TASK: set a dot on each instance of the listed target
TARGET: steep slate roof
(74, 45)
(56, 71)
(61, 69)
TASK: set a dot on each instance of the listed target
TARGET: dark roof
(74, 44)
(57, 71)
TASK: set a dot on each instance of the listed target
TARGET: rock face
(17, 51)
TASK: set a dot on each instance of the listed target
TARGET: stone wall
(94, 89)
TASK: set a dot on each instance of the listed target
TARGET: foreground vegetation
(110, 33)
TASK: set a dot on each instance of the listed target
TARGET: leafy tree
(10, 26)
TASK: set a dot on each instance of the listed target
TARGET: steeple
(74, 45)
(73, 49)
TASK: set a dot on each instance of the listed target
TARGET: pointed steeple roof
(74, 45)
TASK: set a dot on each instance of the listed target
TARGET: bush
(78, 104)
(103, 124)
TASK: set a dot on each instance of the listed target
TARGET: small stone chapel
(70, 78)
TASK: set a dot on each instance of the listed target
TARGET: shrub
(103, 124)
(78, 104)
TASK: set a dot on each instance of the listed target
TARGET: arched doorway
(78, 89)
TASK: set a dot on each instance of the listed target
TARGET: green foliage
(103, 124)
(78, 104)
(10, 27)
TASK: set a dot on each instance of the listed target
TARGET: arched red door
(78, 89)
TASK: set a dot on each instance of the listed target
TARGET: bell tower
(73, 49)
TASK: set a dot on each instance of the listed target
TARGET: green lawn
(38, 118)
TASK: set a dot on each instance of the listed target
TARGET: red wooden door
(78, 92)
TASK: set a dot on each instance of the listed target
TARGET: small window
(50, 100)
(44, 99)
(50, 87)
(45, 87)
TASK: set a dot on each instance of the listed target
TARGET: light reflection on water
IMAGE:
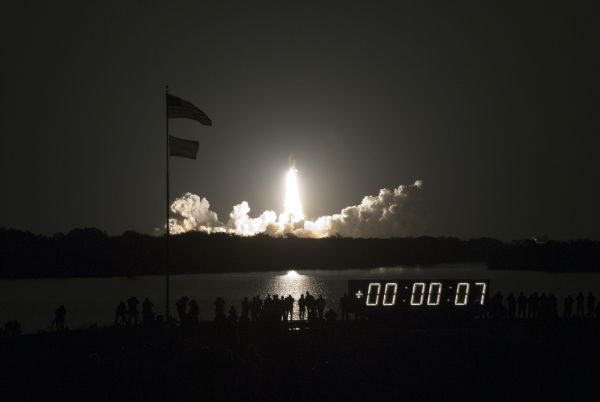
(93, 300)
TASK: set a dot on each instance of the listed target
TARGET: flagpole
(168, 233)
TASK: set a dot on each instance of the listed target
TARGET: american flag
(178, 108)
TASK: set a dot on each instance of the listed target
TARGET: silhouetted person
(544, 306)
(591, 301)
(331, 315)
(345, 307)
(580, 300)
(121, 314)
(553, 306)
(132, 310)
(289, 306)
(512, 306)
(219, 309)
(522, 304)
(193, 312)
(232, 317)
(181, 306)
(568, 306)
(496, 306)
(59, 318)
(147, 311)
(320, 306)
(301, 307)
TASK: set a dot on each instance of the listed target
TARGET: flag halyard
(183, 148)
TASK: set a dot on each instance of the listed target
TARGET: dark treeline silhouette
(90, 252)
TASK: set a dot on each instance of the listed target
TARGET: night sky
(495, 109)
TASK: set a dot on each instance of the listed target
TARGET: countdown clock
(418, 295)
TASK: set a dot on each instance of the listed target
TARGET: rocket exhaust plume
(292, 206)
(391, 213)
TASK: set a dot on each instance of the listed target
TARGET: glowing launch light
(293, 208)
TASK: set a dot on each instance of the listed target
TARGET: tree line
(90, 252)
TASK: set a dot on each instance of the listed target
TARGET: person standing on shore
(59, 318)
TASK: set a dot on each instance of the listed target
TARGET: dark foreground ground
(347, 361)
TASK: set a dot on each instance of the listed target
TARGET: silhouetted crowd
(542, 306)
(284, 309)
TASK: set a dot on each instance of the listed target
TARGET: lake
(93, 300)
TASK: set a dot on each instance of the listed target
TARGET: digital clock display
(418, 294)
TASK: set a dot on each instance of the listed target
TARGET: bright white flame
(293, 208)
(292, 274)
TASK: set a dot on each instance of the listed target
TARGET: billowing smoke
(390, 213)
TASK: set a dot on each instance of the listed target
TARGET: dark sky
(495, 109)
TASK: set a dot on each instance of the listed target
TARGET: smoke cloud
(393, 212)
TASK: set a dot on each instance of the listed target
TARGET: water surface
(93, 300)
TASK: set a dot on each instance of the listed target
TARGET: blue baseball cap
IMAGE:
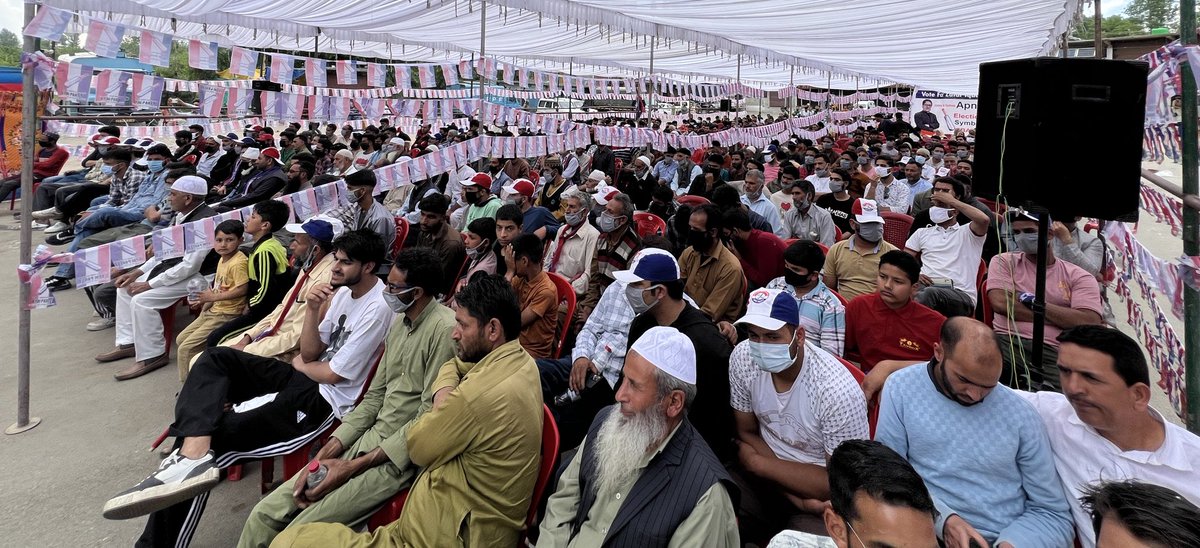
(771, 309)
(651, 265)
(321, 228)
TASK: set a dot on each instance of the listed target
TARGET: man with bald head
(981, 447)
(645, 476)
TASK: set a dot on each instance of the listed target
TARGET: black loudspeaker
(1063, 134)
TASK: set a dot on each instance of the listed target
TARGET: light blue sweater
(989, 463)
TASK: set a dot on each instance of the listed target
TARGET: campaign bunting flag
(155, 48)
(93, 266)
(425, 76)
(304, 204)
(243, 61)
(49, 23)
(269, 102)
(316, 72)
(129, 253)
(318, 107)
(377, 74)
(466, 70)
(105, 37)
(289, 106)
(449, 73)
(202, 55)
(148, 91)
(282, 67)
(73, 82)
(210, 100)
(339, 108)
(111, 88)
(347, 72)
(238, 103)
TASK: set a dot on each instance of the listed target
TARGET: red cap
(521, 186)
(480, 179)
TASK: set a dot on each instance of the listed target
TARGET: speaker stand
(1039, 296)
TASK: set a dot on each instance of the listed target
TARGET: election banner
(933, 112)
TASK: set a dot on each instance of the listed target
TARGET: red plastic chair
(873, 407)
(391, 510)
(895, 228)
(565, 296)
(649, 223)
(401, 235)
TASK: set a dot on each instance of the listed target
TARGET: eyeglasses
(856, 533)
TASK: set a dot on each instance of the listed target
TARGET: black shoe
(58, 283)
(60, 239)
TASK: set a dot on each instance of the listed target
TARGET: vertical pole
(649, 102)
(791, 89)
(1191, 222)
(29, 128)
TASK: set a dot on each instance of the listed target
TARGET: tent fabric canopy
(928, 43)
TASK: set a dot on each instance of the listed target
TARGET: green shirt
(401, 389)
(712, 523)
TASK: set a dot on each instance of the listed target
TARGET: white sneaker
(177, 480)
(49, 212)
(58, 227)
(101, 324)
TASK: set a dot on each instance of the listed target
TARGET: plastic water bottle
(193, 289)
(316, 474)
(573, 396)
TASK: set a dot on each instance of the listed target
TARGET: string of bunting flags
(1132, 265)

══════════════════════════════

### Task description
Nothing in the entries should change as you copy them, except that the pictures are left out.

### The result
TASK: set a dot on each instance of the listed target
TARGET: steep slate roof
(74, 45)
(56, 71)
(61, 69)
TASK: set a dot on each instance of the listed target
TARGET: dark roof
(74, 44)
(57, 71)
TASK: set a dot on each instance of the listed target
TARGET: rock face
(17, 51)
TASK: set a dot on each instance of the listed target
TARGET: stone wall
(94, 89)
TASK: set a dot on each instance of the listed target
TARGET: foreground vegetation
(110, 33)
TASK: set a dot on each instance of the listed target
TARGET: leafy tree
(10, 26)
TASK: set a dot on each instance of the listed target
TARGET: steeple
(74, 45)
(73, 49)
TASK: set a dot on each instance of the listed target
TARGET: pointed steeple roof
(74, 45)
TASK: set a dot on each instance of the listed target
TARGET: bush
(78, 104)
(103, 124)
TASK: set a dot on each instance of the listed target
TARGET: small stone chapel
(70, 78)
TASK: set a dot on each instance of the listed target
TARGET: shrub
(103, 124)
(78, 104)
TASK: set a dot on each instance of the listed target
TARGET: arched doorway
(78, 89)
TASK: set a dot on each instance of the listed target
TARGET: green foliage
(103, 124)
(78, 104)
(10, 27)
TASK: set a dot on each instance of the listed target
TARGET: arched red door
(78, 89)
TASK: set a dot on each instance of the listed target
TARGET: bell tower
(73, 49)
TASK: set a dot on each instance of the listed target
TARGET: green lawn
(38, 118)
TASK: set a dot on each instance of the listed target
TARGET: red wooden door
(78, 92)
TASK: set a dot on each instance of the listed target
TARGET: small window
(50, 100)
(44, 99)
(50, 87)
(45, 87)
TASK: set a dot on each instance of the listed target
TARGET: light reflection on water
IMAGE:
(93, 300)
TASK: set a dot on each instance of the listed target
TARGET: flagpole
(168, 233)
TASK: set a dot on each instance of the listed target
TARGET: american flag
(178, 108)
TASK: set a dot on each instance of the listed target
TARGET: silhouetted person
(544, 306)
(591, 301)
(331, 315)
(345, 307)
(580, 300)
(121, 314)
(553, 306)
(132, 310)
(289, 306)
(512, 306)
(219, 309)
(522, 304)
(193, 312)
(232, 317)
(181, 306)
(568, 306)
(496, 306)
(59, 318)
(147, 311)
(320, 306)
(301, 307)
TASK: set a dot on each instance of the listed target
TARGET: flag halyard
(183, 148)
TASK: set a dot on each instance of the listed target
TARGET: dark treeline silhouette
(90, 252)
TASK: set a dot on each instance of the listed target
TARGET: night sky
(495, 109)
TASK: set a dot on each instance of the listed target
TARGET: countdown clock
(418, 295)
TASK: set a dot on each instance of the listed target
TARGET: rocket exhaust plume
(292, 206)
(391, 213)
TASK: set a dot on each instance of the listed target
TARGET: glowing launch light
(293, 208)
TASK: set a dot on each instance of the listed target
TARGET: tree line
(90, 252)
TASK: set a dot on each instance of the listed target
TARGET: person standing on shore
(59, 318)
TASK: set a dot on each instance of the listed target
TARGET: dark foreground ground
(347, 361)
TASK: set a dot on each instance of the listed target
TARGET: silhouetted crowd
(542, 306)
(284, 309)
TASK: set a dot on each instance of the listed target
TARGET: lake
(93, 300)
TASK: set a dot on each instance of the listed target
TARGET: digital clock display
(418, 294)
TASK: set a dot on each instance of the listed target
TARGET: bright white flame
(293, 208)
(292, 274)
TASK: set a dot on each instance of the listed target
TARGET: billowing smoke
(390, 213)
TASK: set a dot on each instance of the listed target
TARGET: dark sky
(495, 109)
TASK: set a dot on each instance of the listed target
TARGET: smoke cloud
(393, 212)
TASK: set a dot on each instance of the listed target
TARGET: water surface
(93, 300)
TASK: set a dot on each instance of the listed target
TARGET: blue baseball cap
IMAGE:
(771, 309)
(651, 265)
(321, 228)
TASK: set a dot on each instance of the listed target
TARGET: man with bald head
(981, 447)
(645, 476)
TASK: set a dot on each instance of the listed target
TARGET: black loudspeaker
(1063, 134)
TASK: set a dot on each instance of the listed target
TARGET: light blue sweater
(989, 463)
TASK: set a dot on each instance of the listed target
TARGET: campaign bunting flag
(155, 48)
(93, 266)
(425, 76)
(304, 204)
(243, 61)
(49, 23)
(269, 102)
(316, 72)
(129, 253)
(318, 107)
(377, 74)
(466, 70)
(105, 37)
(289, 106)
(449, 73)
(202, 55)
(148, 91)
(282, 67)
(73, 82)
(210, 100)
(339, 108)
(111, 88)
(347, 72)
(238, 103)
TASK: set a dot on each instance of the listed target
TARGET: red cap
(521, 186)
(480, 179)
TASK: set a dot on each instance of the listed target
TARGET: speaker stand
(1039, 296)
TASK: set a dot on each instance of the listed target
TARGET: election banner
(933, 112)
TASK: set a dot on each instance of the listed target
TARGET: red plastic chair
(873, 407)
(391, 510)
(895, 228)
(565, 296)
(649, 223)
(401, 235)
TASK: set a dot on each instance of the listed target
TARGET: eyeglasses
(856, 533)
TASK: set a dot on each instance of the listed target
TARGET: black shoe
(58, 283)
(60, 239)
TASK: set a dot on each instance of the listed target
TARGET: vertical pole
(649, 102)
(791, 89)
(1191, 222)
(29, 128)
TASK: set a dot on each instance of the listed target
TARGET: tent fabric canopy
(928, 43)
TASK: set a dot on each instance of the listed target
TARGET: green shirt
(401, 389)
(712, 523)
TASK: set a dot on each instance of the listed target
TARGET: white sneaker
(177, 480)
(49, 212)
(58, 227)
(101, 324)
TASK: set a dot on each instance of the listed target
TARGET: plastic water bottle
(193, 289)
(316, 474)
(573, 396)
TASK: set a dot on each instance of the listed target
TARGET: string of bunting flags
(1132, 265)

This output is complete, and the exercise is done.